*Problem description:*
Update the MCP discussion from "Developers and Anthropic" up to and including "they're still maintained.", swapping "example servers" for "sample servers".

*Extract provided:*
That said the core argument for MCP servers is providing an LLM a guard-railed API around some enterprise service. A gmail integration is a great example. Without MCP, you need a VM as scratch space, some way to refresh OAuth, and some way to prevent your LLM from doing insane things like deleting half of your emails. An MCP server built by trusted providers solves all of these problems.

But that's not what happened.

Developers and Anthropic got coked up about the whole thing and extended the concept to nuts and bolts. I always found the example servers useless and hilarious.[0] Unbelievably, they're still maintained.

[0]: https://github.com/modelcontextprotocol/servers/tree/main/sr...

I always get a kick out of seeing MCP wrappers around CLI’s.

  • In my experience, a skill is better suited for this instead of an MCP.

    If you don’t want the agent to probe the CLI when it needs it, a skill can describe the commands, arguments and flags so the agent can use them as needed.

  • They make a big difference. For example if you use the Jira cli, most LLMs aren’t trained on it. A simple MCP wrapper makes a huge difference in usability unless you’re okay having the LLM poke and prod a bunch of different commands

    • Fwiw I'm having a good experience with a skill using Jira CLI directly. My first attempt using a Jira MCP failed. I didn't invest much time debugging the MCP issues, I just switched to the skill and it just worked.

      Yes occasionally Claude uses the wrong flag and it has to retry the command (I didn't even bother to fork the skill and add some memory about the bad flag) but in practice it just works

    • Do you mean wrap the CLI with an MCP? I don't get that approach. I wrapped the Jira cli with a skill. It's taken a few iterations to dial it in but it works pretty damn well now.

      I'm good, yet my coworkers keep having problems using the Atlassian MCP.

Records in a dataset

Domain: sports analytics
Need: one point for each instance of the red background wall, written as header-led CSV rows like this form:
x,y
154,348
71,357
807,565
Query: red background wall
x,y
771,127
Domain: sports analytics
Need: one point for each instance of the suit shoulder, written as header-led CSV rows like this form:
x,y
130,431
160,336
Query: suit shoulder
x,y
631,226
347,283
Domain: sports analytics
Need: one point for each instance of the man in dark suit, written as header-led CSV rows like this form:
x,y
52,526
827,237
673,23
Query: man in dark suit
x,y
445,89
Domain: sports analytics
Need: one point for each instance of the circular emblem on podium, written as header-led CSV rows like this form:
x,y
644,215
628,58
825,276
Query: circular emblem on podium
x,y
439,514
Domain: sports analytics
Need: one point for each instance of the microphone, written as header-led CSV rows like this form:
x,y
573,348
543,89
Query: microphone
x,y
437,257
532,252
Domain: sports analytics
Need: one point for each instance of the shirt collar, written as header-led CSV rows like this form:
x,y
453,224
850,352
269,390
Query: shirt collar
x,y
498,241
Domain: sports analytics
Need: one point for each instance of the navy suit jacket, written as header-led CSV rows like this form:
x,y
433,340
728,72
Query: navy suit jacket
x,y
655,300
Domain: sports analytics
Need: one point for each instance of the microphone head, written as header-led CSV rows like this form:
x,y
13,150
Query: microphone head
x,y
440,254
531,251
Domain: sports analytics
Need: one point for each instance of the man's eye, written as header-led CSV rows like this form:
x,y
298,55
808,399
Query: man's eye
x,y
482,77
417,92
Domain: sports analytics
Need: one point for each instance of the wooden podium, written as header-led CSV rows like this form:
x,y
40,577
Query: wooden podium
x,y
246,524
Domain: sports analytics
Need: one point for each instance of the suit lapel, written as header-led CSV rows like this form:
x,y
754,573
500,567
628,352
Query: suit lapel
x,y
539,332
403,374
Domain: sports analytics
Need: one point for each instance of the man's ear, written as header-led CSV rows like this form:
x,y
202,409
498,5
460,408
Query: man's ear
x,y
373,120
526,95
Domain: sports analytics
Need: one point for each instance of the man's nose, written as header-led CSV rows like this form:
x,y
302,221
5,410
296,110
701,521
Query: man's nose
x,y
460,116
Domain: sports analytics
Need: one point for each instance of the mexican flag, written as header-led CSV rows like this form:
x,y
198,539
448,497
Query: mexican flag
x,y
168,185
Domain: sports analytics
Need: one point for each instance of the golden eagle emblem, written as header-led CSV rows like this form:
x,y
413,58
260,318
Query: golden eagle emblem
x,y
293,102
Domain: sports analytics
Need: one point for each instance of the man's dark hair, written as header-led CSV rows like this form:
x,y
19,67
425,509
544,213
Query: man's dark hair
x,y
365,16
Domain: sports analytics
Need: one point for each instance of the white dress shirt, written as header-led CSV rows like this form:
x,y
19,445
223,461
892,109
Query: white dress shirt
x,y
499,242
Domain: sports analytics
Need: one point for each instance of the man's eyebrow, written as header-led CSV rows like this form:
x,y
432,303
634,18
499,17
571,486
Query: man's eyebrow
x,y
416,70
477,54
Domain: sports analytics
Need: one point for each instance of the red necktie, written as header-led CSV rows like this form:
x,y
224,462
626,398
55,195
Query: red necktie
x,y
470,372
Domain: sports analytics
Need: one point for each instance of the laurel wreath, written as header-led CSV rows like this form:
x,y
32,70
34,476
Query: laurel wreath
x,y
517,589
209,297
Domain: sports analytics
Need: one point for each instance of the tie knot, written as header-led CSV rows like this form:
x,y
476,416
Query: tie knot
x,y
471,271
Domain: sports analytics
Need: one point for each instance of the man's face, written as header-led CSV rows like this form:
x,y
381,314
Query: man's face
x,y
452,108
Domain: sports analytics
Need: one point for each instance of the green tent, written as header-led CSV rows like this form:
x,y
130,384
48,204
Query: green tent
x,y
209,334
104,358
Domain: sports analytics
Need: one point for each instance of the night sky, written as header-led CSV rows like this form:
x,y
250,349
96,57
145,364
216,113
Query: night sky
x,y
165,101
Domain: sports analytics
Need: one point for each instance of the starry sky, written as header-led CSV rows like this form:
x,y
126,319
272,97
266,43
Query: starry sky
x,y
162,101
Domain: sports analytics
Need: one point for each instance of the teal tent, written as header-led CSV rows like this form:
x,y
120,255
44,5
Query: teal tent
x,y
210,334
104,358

--

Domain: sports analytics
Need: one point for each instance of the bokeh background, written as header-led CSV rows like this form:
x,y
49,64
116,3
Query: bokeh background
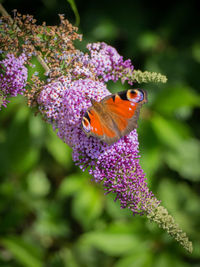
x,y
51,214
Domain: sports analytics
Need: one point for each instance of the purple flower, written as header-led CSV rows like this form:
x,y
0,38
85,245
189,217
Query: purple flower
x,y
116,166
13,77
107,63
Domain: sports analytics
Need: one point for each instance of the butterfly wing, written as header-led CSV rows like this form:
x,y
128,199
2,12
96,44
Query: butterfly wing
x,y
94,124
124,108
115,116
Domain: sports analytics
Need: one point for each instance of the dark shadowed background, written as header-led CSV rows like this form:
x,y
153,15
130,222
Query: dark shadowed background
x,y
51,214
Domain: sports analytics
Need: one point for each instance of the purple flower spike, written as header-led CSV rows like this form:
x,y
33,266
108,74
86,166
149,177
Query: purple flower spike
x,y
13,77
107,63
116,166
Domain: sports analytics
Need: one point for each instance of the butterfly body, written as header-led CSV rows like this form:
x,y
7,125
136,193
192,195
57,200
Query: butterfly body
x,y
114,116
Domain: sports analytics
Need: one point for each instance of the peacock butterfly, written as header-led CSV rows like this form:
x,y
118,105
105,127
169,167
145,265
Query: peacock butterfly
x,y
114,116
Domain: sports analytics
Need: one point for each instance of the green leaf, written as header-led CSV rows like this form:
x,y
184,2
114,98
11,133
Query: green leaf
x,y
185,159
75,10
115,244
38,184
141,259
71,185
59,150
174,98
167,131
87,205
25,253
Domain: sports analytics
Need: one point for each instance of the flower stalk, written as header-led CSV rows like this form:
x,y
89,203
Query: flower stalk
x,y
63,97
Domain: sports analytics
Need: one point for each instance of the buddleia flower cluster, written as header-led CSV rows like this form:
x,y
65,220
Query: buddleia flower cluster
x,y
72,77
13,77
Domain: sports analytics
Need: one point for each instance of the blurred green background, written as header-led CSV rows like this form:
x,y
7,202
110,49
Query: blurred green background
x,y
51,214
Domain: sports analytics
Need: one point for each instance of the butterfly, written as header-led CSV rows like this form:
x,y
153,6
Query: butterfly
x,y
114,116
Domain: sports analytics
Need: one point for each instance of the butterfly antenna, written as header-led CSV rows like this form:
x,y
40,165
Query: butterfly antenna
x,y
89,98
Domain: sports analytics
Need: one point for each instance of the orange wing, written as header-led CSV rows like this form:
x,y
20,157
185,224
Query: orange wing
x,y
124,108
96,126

*The answer:*
Developers and Anthropic got coked up about the whole thing and extended the concept to nuts and bolts. I always found the sample servers useless and hilarious.[0] Unbelievably, they're still maintained.